::: Text section

A simple message: "You're a perfect child of God." Simple, yes, but it is also a profound message that everybody can and should hear -- hopefully repeatedly -- and one that seems especially urgent for lesbian, gay, bisexual, and transgender (LGBT) youth in an era of entrenched bullying, depression, and suicide. America's recent strides to support such youth are remarkable. The Trevor Project and the It Gets Better project are the most headlined, and they are bolstered by waves of community-level activism like the Out in the Silence campaign for justice and equality in rural and small town America.
Amidst this groundswell of much-needed activity, however, a single song stands out to me for its clarity of message and its beautiful simplicity.
"You're Not Alone," developed by lyricist Jon Hartmere and composer Lynne Shankel for the current off-Broadway revival of the musical Bare, will become a new anthem for LGBT youth. Bare churns in tempo with the lives of a group of sexually awakening teenagers who are struggling within the confines of a Catholic school. "You're Not Alone" comes late in the second act and represents the show's emotional pinnacle, piercing through the turmoil. (Although no official recording of the song yet exists, a demo version is available to stream here.) Sister Joan, an empathetic nun, is consoling one of her gay students who is caught in the whirlwinds of the drama. She uses the clearest words imaginable:
"I feel so honored to be able to sing that song every night," says Missi Pyle , the accomplished actor who starred in the Academy Award-winning The Artist and plays Sister Joan in this production. Pyle, who grew up Southern Baptist in communities where being gay was "wrong in the eyes of God," explains the power of singing the song each night:
You're created in His image. /
You're a perfect child of God. /
And this part of you /
It's the heart of who you are. /
It's who you are /
And you just need to know /
You're not alone.
(Pyle also volunteers at a suicide prevention hotline, which she describes as "one of the most important things I've ever done.")
The song itself is so beautiful. Just looking into somebody's eyes and saying those words: "You're perfect just the way you are." I try to get my own ego out of the way and just perform. It's all right there in the song.
In developing the song, which is new for this production of Bare, Hartmere and Shankel first settled on the hook -- "you're not alone" -- and then fleshed out the remainder of the lyrics and music. As they did so, both felt a tremendous sense of responsibility to create a song that would resonate with LGBT youth and provide them with assurance and hope amidst hostile environments. Hartmere explains, "You don't have to look very far to find examples of intolerance, places where you can't be different." Indeed, as I write this article, I have just learned that 15-year-old Jadin Bell has passed away after hanging himself on his school's playground in Oregon. "If we can just reach one kid," says Shankel. "If they think about this show and they can feel better about themselves, or it makes them not make a sad choice, we feel hugely responsible."

::::::
::: Study material

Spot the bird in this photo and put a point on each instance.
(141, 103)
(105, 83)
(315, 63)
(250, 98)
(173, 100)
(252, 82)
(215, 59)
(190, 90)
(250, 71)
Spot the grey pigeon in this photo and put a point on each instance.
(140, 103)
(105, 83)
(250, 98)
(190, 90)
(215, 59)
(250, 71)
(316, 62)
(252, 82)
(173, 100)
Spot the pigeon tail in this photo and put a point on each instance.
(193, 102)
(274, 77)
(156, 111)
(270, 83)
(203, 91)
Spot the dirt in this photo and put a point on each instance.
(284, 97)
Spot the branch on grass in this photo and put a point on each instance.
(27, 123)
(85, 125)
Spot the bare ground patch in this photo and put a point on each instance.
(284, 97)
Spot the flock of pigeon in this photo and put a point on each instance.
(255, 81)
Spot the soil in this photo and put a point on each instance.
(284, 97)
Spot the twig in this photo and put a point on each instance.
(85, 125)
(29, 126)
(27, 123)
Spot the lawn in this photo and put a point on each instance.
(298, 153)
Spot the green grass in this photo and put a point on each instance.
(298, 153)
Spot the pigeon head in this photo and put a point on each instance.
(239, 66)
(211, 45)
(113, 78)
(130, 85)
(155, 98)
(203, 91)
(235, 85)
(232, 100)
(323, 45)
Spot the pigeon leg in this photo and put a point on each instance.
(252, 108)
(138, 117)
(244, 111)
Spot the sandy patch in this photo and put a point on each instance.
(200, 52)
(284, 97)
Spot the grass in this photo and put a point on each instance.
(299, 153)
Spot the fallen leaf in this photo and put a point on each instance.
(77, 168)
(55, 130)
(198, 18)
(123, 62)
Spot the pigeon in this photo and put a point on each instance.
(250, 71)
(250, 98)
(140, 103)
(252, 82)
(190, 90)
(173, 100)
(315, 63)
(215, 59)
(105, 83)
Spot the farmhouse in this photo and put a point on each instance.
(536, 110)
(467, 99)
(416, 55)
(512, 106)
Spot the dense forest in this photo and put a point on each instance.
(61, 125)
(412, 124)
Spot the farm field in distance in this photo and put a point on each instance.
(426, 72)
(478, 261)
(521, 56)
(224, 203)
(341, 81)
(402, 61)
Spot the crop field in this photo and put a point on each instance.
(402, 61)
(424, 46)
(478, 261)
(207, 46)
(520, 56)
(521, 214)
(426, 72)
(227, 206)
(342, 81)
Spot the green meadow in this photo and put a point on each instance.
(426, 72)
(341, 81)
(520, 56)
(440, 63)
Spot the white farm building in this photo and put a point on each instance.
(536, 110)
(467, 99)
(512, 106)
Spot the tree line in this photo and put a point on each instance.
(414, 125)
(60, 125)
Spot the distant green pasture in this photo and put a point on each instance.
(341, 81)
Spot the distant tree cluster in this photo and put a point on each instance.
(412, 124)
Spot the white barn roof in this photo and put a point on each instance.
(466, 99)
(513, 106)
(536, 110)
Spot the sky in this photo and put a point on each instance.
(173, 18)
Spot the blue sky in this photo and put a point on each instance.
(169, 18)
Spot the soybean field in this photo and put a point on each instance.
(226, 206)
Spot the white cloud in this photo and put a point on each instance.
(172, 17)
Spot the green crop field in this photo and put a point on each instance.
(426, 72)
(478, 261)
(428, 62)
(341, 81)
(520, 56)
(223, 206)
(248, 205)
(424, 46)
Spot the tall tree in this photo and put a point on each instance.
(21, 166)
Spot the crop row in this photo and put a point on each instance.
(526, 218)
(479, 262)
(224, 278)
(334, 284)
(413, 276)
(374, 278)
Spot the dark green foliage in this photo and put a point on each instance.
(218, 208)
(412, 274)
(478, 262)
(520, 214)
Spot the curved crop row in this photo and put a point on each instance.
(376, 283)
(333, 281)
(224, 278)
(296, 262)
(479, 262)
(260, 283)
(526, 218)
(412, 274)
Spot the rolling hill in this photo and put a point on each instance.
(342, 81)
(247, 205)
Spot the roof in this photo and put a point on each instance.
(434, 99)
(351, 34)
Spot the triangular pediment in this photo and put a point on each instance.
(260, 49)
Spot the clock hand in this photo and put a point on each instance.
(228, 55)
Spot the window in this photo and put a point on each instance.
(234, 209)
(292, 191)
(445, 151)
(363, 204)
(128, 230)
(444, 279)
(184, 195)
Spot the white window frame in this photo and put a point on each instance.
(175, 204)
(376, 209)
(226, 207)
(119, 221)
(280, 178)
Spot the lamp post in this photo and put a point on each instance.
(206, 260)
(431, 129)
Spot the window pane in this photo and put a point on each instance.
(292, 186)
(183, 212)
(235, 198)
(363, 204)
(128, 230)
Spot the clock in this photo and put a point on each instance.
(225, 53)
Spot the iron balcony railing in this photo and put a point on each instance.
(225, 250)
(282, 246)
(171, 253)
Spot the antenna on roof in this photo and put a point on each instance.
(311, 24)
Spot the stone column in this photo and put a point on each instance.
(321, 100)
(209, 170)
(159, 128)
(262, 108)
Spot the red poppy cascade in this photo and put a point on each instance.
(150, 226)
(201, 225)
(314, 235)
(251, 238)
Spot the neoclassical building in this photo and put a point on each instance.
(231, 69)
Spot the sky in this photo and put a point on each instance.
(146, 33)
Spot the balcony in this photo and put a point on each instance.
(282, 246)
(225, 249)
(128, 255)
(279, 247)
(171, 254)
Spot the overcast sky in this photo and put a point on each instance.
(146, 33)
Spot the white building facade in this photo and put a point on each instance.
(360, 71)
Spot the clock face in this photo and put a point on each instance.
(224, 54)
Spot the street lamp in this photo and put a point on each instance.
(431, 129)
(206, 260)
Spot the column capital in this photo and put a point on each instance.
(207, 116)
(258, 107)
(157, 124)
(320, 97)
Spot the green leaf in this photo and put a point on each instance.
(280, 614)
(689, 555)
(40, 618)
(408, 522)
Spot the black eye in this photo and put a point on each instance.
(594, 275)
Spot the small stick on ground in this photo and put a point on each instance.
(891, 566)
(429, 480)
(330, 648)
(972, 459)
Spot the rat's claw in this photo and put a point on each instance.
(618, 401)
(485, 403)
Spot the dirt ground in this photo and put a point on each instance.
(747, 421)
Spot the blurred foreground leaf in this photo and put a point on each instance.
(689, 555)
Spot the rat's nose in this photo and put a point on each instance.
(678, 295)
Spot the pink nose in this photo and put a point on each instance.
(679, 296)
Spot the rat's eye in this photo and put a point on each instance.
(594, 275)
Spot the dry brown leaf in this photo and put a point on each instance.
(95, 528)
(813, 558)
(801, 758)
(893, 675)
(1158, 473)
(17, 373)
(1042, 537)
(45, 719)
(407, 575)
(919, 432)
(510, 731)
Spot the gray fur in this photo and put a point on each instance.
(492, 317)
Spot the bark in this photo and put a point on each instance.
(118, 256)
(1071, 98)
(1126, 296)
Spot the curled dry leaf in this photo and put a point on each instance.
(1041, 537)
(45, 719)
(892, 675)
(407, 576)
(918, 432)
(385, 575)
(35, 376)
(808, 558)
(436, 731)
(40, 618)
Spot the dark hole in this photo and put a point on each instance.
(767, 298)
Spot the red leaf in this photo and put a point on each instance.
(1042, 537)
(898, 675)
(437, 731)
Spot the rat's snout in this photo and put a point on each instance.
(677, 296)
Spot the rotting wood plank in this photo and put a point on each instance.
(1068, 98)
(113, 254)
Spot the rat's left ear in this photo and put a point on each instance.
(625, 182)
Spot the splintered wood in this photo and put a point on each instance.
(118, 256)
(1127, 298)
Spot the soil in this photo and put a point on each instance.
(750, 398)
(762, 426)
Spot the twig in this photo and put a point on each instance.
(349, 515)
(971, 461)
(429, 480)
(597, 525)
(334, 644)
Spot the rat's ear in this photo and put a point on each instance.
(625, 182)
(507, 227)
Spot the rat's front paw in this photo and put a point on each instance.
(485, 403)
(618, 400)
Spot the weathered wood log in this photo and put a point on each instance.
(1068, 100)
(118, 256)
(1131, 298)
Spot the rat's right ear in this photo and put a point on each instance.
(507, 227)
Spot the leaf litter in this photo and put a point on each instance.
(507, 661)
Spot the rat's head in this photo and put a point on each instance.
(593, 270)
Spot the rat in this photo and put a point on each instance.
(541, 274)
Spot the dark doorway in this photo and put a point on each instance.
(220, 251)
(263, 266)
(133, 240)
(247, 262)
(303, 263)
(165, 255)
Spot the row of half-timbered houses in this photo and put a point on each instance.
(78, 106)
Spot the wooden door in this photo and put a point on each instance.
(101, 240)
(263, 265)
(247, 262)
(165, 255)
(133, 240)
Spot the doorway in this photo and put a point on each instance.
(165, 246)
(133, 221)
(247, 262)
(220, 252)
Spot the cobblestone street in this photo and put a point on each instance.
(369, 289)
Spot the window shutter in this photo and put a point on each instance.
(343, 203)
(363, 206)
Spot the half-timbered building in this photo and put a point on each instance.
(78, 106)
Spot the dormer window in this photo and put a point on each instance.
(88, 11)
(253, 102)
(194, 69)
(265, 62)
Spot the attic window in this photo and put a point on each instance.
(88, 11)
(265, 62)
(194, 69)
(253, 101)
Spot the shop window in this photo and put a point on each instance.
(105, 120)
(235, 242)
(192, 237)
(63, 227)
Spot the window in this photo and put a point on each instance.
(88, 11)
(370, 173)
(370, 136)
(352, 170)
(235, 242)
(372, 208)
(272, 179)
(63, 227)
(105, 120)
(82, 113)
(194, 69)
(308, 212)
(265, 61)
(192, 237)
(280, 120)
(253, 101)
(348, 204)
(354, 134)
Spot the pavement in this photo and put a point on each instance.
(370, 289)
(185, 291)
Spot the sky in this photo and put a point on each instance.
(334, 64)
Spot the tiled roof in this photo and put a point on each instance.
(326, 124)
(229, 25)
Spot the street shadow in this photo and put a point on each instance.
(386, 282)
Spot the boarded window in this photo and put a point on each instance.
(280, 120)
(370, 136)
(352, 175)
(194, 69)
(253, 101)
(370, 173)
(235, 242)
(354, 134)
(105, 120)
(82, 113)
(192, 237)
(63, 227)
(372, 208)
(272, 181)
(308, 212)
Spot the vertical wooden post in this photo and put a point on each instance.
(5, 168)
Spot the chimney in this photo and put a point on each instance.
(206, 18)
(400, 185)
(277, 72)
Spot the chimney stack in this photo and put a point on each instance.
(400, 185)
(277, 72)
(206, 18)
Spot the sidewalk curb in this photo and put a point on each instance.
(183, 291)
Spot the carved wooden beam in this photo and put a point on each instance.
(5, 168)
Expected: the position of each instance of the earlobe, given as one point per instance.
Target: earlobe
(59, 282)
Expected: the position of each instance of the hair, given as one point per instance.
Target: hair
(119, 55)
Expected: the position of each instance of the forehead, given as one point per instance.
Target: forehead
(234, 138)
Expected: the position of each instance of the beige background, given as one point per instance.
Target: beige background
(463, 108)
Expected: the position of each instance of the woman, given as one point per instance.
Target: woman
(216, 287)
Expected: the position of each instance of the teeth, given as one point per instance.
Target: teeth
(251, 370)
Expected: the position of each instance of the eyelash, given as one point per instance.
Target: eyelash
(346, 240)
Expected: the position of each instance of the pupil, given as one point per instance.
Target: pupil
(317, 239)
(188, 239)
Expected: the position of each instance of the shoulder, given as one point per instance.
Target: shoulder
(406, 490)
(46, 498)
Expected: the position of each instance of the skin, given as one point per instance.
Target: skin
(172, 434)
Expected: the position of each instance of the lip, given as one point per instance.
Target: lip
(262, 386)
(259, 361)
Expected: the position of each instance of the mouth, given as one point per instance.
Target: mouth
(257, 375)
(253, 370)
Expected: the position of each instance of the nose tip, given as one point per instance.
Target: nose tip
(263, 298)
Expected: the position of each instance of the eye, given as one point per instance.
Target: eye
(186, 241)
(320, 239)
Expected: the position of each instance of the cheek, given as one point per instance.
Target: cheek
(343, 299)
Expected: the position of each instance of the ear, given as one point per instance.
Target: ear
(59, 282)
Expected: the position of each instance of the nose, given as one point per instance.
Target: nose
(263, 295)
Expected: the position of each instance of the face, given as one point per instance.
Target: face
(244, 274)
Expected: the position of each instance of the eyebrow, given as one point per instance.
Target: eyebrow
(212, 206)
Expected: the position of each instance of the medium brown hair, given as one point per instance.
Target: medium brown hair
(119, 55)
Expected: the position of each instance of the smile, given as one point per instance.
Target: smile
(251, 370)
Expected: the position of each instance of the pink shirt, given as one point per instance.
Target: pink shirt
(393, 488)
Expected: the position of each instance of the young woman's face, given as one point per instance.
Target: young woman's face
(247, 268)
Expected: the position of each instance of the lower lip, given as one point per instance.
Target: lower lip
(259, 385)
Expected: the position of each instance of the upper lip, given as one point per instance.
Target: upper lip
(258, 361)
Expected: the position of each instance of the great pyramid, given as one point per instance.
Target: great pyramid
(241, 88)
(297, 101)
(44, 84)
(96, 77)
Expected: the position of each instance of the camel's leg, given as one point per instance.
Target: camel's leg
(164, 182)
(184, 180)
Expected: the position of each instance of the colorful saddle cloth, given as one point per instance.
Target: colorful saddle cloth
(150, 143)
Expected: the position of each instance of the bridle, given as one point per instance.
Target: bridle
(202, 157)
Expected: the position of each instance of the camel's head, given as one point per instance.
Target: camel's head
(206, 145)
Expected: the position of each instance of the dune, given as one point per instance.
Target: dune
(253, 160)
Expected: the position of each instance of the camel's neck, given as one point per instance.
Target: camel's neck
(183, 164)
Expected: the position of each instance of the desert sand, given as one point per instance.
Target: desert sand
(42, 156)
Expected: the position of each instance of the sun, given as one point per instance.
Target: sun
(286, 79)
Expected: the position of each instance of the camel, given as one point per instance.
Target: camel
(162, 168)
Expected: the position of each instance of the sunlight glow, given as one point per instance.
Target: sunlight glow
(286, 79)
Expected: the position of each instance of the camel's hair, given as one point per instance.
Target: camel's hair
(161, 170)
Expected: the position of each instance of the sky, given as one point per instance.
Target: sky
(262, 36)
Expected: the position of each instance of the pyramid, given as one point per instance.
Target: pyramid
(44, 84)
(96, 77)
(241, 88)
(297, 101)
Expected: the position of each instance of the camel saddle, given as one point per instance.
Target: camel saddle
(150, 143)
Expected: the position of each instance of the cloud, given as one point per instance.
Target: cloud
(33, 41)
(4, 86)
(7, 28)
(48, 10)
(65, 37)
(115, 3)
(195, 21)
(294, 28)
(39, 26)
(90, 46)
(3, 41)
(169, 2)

::::::

◆ **Actions to take**
[a] According to the article about the song "You're Not Alone," who developed the song?
[b] Summarize the article about the song "You're Not Alone" in two sentences.

◆ **Solutions to the exercise**
[a] Lyricist Jon Hartmere and composer Lynne Shankel developed it.

[b] "You're Not Alone," written by Jon Hartmere and Lynne Shankel for the off-Broadway revival of the musical Bare, is sung by Sister Joan to console a gay student and stands out for its simple message that LGBT youth are perfect children of God. Missi Pyle, who plays Sister Joan, feels honored to sing it each night, and the songwriters felt a strong responsibility to give LGBT youth assurance and hope amid hostile environments.